> WORK REQUIRED: Write out, word for word, the portion of the mortgage market commentary below starting at "Tale of the" and ending at "contraction of 44.0.".

Learn from the Past
Mortgage backed securities (MBS) lost 77 basis points (BPS) from last Friday’s close which caused fixed mortgage rates to move slightly higher from the prior week but closed the week at the second lowest rates in history.
MBS (the only thing that mortgage rates are based on) closed the week out at their second best Friday on record. Of course the prior Friday was the best level on record. The pullback in MBS was mostly due to the Federal Reserve pulling back the amount of direct purchases of MBS that they were making by $10B.
Jobs, Jobs, Jobs: It was Big Jobs Friday last week! You can read the official Bureau of Labor and Statistics report here.
Tale of the Tape:
Non Farm Payrolls (NFP) March -701K vs. estimates of -100K
NFP February revised upward from 273K to 275K
The rolling three month average is now -71K
The national Average Hhourly Earnings rate rose by 11 cents to $28.62 per hour
The MOM gain in Average Hourly Earnings is 0.4% vs. estimates of 0.2%
The YOY gain in Average Hourly Earnings is 3.1% vs. estimates of 3.1%
The Unemployment Rate increased to 4.4% vs. estimates. of 3.8-4.0%
The U6 Under Employment Rate increased to 8.7% vs. estimates. of 7.1%
The Participation Rate fell to 62.7% vs. estimates. of 63.3%
Services: The March ISM Non Manufacturing Report (2/3 of our economy) was much stronger than expected, showing an expansion at 52.5 vs. market expectations for a contraction of 44.0.
Manufacturing: The March national ISM Manufacturing PMI was much stronger than expected (49.1 vs. estimates of 45.0) but still showed contraction with a reading below 50. Prices Paid (a measure of inflation) dropped to 37.4 vs. estimates of 41.2. The March bellwether Chicago PMI was much better than expected (47.8 vs. estimates. of 40.0) but still was in contraction territory with a sub-50 reading.
What’s on the Agenda for this Week?
The bond market will close early on Thursday at 2:00 PM ET and will be closed on Friday. The Fed will only be purchasing MBS from Monday until Thursday at 11:30 AM ET.
The three areas that have the greatest ability to impact backend pricing this week: (1) Coronavirus, (2) The Taking Fed and (3) Stimulus.
(1) The Coronavirus: The headlines will continue to be the driving force this week.
(2) The Talking Fed: The FOMC will issue the Minutes from their last FOMC meeting, which didn’t really happen – it was more or less a perpetual Fed meeting with Fed action of some form every day. Two weeks ago, the Federal Reserve Bank purchased $50B of MBS, and it was heavily weighted towards the 2.5 and 3.0 coupons. But last week, that was dropped to $40B and the benchmark 2.5 and 3.0 coupons were only purchased in the morning and not throughout the day like the previous week. This week, the Fed will move back to multiple purchases of those coupons at different time periods during the day.
(3) Stimulus? The huge CARE Act has yet to get any real traction. Those $1,200 (plus $500 per child) payments have yet to hit anyone’s checking account and won’t for at least another week – even longer for those that need a check instead of direct deposit. And the PPP loans, while $38B has been committed have not gone (and will not go) to the small businesses that need them as the major banks (BofA, JPMorgan, Wells, etc.) are insisting on a prior lending (not just banking) relationship with the small business and are actually underwriting for risk as opposed to the Act which states that credit and income of the business should not be taken into consideration. So basically, the businesses that would otherwise already get approved for some type of financing are simply getting a better rate. The small mom and pop restaurants, etc., are getting no help. That leaves the door wide open for the fourth round of stimulus/relief and details about that proposal will get the attention of bond traders.

Data items
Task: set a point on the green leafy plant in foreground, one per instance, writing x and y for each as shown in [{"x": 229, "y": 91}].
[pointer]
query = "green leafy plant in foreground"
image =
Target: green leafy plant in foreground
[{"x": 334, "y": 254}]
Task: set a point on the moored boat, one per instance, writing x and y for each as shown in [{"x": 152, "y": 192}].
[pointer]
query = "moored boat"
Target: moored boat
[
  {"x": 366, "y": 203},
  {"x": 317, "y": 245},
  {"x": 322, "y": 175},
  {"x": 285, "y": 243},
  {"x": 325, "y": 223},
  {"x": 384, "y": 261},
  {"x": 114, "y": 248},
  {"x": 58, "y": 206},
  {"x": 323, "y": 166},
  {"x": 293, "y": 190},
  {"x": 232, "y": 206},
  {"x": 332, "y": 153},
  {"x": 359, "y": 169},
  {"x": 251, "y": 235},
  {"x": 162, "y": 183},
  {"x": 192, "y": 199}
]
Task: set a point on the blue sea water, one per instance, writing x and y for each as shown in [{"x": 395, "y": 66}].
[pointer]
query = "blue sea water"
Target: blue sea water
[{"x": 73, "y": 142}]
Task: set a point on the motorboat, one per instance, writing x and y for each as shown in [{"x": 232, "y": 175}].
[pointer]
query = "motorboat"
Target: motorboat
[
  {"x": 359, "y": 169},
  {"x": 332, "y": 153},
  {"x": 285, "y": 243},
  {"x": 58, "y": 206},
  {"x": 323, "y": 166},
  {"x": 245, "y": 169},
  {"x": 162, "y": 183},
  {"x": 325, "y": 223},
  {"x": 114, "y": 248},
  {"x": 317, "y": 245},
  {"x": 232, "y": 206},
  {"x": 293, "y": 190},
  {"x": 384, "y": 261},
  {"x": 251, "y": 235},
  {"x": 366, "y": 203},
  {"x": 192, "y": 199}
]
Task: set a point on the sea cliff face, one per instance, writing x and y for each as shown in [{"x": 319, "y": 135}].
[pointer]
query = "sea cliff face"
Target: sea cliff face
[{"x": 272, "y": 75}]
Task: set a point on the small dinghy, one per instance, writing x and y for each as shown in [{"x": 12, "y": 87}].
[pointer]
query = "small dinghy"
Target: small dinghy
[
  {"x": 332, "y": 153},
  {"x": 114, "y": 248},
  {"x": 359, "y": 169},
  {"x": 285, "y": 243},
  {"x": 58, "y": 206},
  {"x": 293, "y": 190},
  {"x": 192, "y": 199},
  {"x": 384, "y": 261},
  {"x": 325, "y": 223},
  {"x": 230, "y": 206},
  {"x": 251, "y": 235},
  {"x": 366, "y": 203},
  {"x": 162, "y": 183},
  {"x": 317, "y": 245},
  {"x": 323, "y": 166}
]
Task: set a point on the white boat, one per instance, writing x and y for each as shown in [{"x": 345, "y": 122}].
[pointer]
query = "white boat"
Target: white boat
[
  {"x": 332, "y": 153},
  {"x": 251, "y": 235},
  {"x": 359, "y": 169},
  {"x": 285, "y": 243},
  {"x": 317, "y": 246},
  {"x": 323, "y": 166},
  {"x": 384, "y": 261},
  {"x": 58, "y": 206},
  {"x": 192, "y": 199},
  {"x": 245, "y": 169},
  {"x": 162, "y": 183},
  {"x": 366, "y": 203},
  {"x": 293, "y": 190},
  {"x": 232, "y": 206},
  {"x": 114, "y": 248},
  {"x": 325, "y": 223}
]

> FINISHED TASK:
Tale of the Tape:
Non Farm Payrolls (NFP) March -701K vs. estimates of -100K
NFP February revised upward from 273K to 275K
The rolling three month average is now -71K
The national Average Hhourly Earnings rate rose by 11 cents to $28.62 per hour
The MOM gain in Average Hourly Earnings is 0.4% vs. estimates of 0.2%
The YOY gain in Average Hourly Earnings is 3.1% vs. estimates of 3.1%
The Unemployment Rate increased to 4.4% vs. estimates. of 3.8-4.0%
The U6 Under Employment Rate increased to 8.7% vs. estimates. of 7.1%
The Participation Rate fell to 62.7% vs. estimates. of 63.3%
Services: The March ISM Non Manufacturing Report (2/3 of our economy) was much stronger than expected, showing an expansion at 52.5 vs. market expectations for a contraction of 44.0.